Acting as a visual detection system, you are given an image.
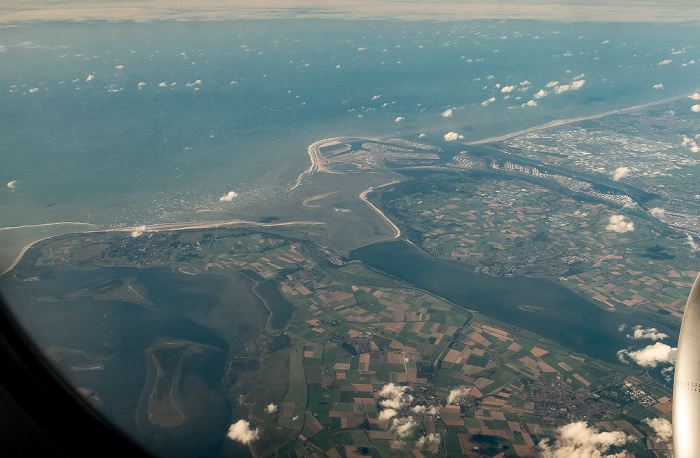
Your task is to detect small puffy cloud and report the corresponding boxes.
[379,383,413,409]
[653,83,664,89]
[186,79,202,87]
[630,325,668,341]
[444,132,464,141]
[378,409,398,421]
[573,73,585,80]
[681,135,700,152]
[86,74,94,81]
[601,40,610,44]
[481,96,496,106]
[371,94,381,100]
[555,80,585,94]
[650,207,665,218]
[533,89,548,99]
[538,421,633,457]
[546,81,559,88]
[411,405,440,415]
[522,100,538,108]
[418,133,426,138]
[7,180,17,189]
[390,416,419,439]
[447,387,470,404]
[520,80,531,86]
[687,234,699,252]
[441,108,453,117]
[658,59,672,65]
[689,93,700,100]
[220,191,238,202]
[131,225,147,238]
[227,420,259,445]
[486,74,495,79]
[644,418,672,442]
[618,342,676,367]
[28,87,39,93]
[115,64,124,69]
[611,166,630,181]
[692,105,700,113]
[606,215,634,233]
[395,116,404,122]
[416,433,441,448]
[265,403,278,414]
[137,82,146,89]
[158,82,167,87]
[501,85,515,93]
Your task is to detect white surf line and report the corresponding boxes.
[467,92,694,146]
[359,180,402,239]
[291,136,347,191]
[0,222,98,231]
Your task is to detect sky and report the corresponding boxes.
[1,0,700,23]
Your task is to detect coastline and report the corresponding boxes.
[358,181,401,239]
[0,219,326,278]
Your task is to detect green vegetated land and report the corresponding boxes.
[1,216,678,456]
[6,121,699,456]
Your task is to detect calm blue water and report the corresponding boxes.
[1,19,699,228]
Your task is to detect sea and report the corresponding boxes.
[1,19,700,236]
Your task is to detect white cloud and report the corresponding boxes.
[416,433,441,448]
[395,116,404,122]
[481,96,496,106]
[534,89,548,99]
[520,80,531,86]
[28,87,39,93]
[606,215,634,233]
[220,191,238,202]
[650,207,665,218]
[630,325,668,341]
[158,82,167,87]
[681,135,700,152]
[131,225,147,238]
[501,85,515,93]
[689,93,700,100]
[611,166,630,181]
[601,40,610,44]
[653,83,664,89]
[658,59,672,65]
[553,79,585,94]
[86,74,94,82]
[6,180,17,189]
[115,64,124,69]
[447,387,470,404]
[441,108,453,117]
[618,342,676,367]
[644,418,672,442]
[378,409,398,421]
[371,94,381,100]
[227,420,259,445]
[137,82,146,89]
[486,74,495,79]
[265,403,278,414]
[692,105,700,113]
[522,100,537,108]
[539,421,633,457]
[687,234,699,252]
[546,81,559,88]
[379,383,413,409]
[573,73,585,80]
[410,405,439,415]
[418,133,426,138]
[444,132,464,141]
[186,79,202,87]
[391,416,419,439]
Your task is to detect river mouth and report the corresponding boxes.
[350,240,677,363]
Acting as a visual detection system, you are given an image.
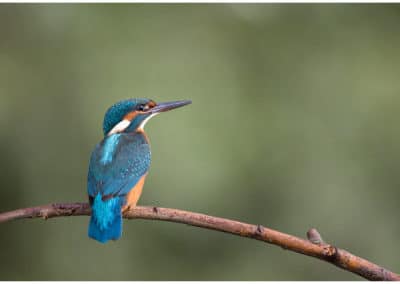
+---+
Only the text of the entries above is to be given again, exactly, with the pictures left out.

Acting as a visual detection system, you are given an image.
Your task is to detect small puffy cloud and report the corresponding boxes.
[379,383,413,409]
[653,83,664,89]
[186,79,202,87]
[630,325,668,341]
[444,132,464,141]
[378,409,398,421]
[573,73,585,80]
[681,135,700,152]
[86,74,94,81]
[601,40,610,44]
[481,96,496,106]
[371,94,381,100]
[555,80,585,94]
[650,207,665,218]
[533,89,548,99]
[538,421,633,457]
[546,81,559,88]
[411,405,440,415]
[522,100,538,108]
[418,133,426,138]
[7,180,17,189]
[390,416,419,439]
[447,387,470,404]
[520,80,531,86]
[687,234,699,252]
[441,108,453,117]
[658,59,672,65]
[689,93,700,100]
[220,191,238,202]
[131,225,147,238]
[227,420,259,445]
[486,74,495,79]
[644,418,672,442]
[618,342,676,367]
[28,87,39,93]
[115,64,124,69]
[611,166,630,181]
[692,105,700,113]
[606,215,634,233]
[395,116,404,122]
[416,433,441,448]
[265,403,278,414]
[137,82,146,89]
[158,82,167,87]
[501,85,515,93]
Your task is to detect white surf line and report the corresponding boxes.
[467,92,694,146]
[359,180,402,239]
[291,136,347,191]
[0,222,98,231]
Your task is to detect sky and report the corresponding boxes.
[1,0,700,23]
Your task is to detect coastline and report the corresponding boxes.
[358,181,401,239]
[0,219,326,278]
Your task is to detect green vegetated land and report the corresponding boxes.
[1,216,678,456]
[6,121,699,456]
Your task is to detect calm blue water and report the corresponding boxes.
[1,19,699,228]
Your task is to detect sea and report the corresponding boxes.
[1,19,700,236]
Your task is to detect white cloud and report the corresponding boxes.
[416,433,441,448]
[395,116,404,122]
[481,96,496,106]
[534,89,548,99]
[520,80,531,86]
[28,87,39,93]
[606,215,634,233]
[220,191,238,202]
[650,207,665,218]
[630,325,668,341]
[158,82,167,87]
[681,135,700,152]
[131,225,147,238]
[501,85,515,93]
[689,93,700,100]
[611,166,630,181]
[601,40,610,44]
[653,83,664,89]
[658,59,672,65]
[553,79,585,94]
[86,74,94,82]
[6,180,17,189]
[115,64,124,69]
[447,387,470,404]
[441,108,453,117]
[618,342,676,367]
[644,418,672,442]
[378,409,398,421]
[371,94,381,100]
[227,420,259,445]
[137,82,146,89]
[486,74,495,79]
[265,403,278,414]
[692,105,700,113]
[522,100,537,108]
[539,421,633,457]
[687,234,699,252]
[546,81,559,88]
[379,383,413,409]
[573,73,585,80]
[410,405,439,415]
[418,133,426,138]
[444,132,464,141]
[186,79,202,87]
[391,416,419,439]
Your task is to detect river mouth and report the corresponding boxes.
[350,240,677,363]
Acting as a visual detection system, you are given an image.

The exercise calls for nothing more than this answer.